**SUPPLIED PASSAGE**
○ ○ ○ ○

Fewer calls the decision “perfect.”

“We are delighted. It’s exactly what we wanted in terms of process. The decision says it will not permit an improper purpose to manifest itself. It gave them some rope but just enough to hang themselves.”

In fact, Voltage counsel James Zibarras of Brauti Thorning Zibarras LLP was also happy with the appointment of a case management judge. “It is great to have one judge involved all the way along to hear arguments and assess the issues,” he says.

He also anticipates a benefit from receiving the court’s stamp of approval on the demand letter. “The approval of the case management judge will protect us as well.”

Zibarras is very aware that his client is carving a new path. “Every time we have to jump through a hoop, it will have to be adjudicated,” he says. “It would be very frustrating for both sides to be starting from scratch every time. It is a continuum.”

The next legal battle will be over the cost to the ISP of producing the names. “ISPs have taken the position that the costs are very high,” says Zibarras.

“This is a self-serving means of interfering and creating a barrier to potential actions. We will see where it lands after that issue is resolved.”

Zibarras emphasizes that his client is merely enforcing long-recognized rights.

“We are doing nothing that infringes anyone’s rights. Stealing is stealing and it always will be stealing. We are not standing by and allowing the diminution of property rights but we knew there would be a lot of legwork involved. We are carving new ground.”

Fewer gives Voltage the backhanded compliment of calling it the best of the copyright trollers.

“Many others are tremendously deceptive. I think the court had half an eye cocked towards all the really bad actors watching to see if Canada is open for business.”

In fact, the prothonotary talked in terms of “fence posts” inserted in the process to restrain the conduct of the plaintiffs. “This is reflected in a limitation on the extent of the information, a limitation to control the use of the information, control over the letter to be sent out, costs to be paid and prepaid, and the case management of the proceedings,” says McHaffie.

○ ○ ○ ○

[Source records]
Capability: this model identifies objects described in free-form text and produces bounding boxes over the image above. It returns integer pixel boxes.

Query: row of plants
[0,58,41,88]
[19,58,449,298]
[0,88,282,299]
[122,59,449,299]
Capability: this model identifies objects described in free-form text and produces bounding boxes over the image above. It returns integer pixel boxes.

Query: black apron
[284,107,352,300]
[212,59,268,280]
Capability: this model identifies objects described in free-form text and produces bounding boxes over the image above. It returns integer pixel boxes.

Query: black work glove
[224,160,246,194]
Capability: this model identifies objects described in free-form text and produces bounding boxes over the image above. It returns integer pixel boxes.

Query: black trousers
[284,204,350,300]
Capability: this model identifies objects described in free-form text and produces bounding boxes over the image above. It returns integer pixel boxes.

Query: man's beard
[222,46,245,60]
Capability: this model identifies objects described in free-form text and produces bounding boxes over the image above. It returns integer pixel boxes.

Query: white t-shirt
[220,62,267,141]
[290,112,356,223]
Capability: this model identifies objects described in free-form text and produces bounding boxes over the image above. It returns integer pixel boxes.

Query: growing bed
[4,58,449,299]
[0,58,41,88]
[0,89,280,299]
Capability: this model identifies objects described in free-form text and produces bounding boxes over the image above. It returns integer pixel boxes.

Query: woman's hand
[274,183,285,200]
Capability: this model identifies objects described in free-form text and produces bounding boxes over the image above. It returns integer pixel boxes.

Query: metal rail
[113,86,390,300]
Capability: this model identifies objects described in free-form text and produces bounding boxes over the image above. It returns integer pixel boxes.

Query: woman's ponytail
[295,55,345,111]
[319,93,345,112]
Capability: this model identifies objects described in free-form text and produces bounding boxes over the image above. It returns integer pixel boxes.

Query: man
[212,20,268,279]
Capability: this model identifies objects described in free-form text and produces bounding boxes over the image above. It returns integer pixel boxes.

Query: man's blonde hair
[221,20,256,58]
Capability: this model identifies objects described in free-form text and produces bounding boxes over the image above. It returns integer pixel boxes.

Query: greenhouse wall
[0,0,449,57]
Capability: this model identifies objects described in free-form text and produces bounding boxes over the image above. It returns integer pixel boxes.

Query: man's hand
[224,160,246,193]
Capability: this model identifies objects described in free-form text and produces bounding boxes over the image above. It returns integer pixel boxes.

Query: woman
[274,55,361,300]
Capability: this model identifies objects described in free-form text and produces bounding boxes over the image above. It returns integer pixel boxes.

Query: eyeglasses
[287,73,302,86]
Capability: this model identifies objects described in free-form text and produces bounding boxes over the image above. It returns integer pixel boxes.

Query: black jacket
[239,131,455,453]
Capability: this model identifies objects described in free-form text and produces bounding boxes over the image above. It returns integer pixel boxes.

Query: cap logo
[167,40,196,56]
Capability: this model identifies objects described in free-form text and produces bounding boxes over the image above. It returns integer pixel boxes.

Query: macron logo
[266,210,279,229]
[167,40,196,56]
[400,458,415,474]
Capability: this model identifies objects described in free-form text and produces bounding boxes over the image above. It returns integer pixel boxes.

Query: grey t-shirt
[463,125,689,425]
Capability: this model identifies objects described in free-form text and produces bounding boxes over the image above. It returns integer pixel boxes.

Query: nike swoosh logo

○ ○ ○ ○

**ACTIVITY LIST**
• A. Return the stretch of the Voltage excerpt from "The next legal" through "enforcing long-recognized rights.", word for word.
• B. List each "fence post" that McHaffie names in the Voltage excerpt.
These items are separate material and are not part of the excerpt.

**ANSWERS FOR EACH ITEM**
• A.
The next legal battle will be over the cost to the ISP of producing the names. “ISPs have taken the position that the costs are very high,” says Zibarras.

“This is a self-serving means of interfering and creating a barrier to potential actions. We will see where it lands after that issue is resolved.”

Zibarras emphasizes that his client is merely enforcing long-recognized rights.

• B.
- a limitation on the extent of the information
- a limitation to control the use of the information
- control over the letter to be sent out
- costs to be paid and prepaid
- the case management of the proceedings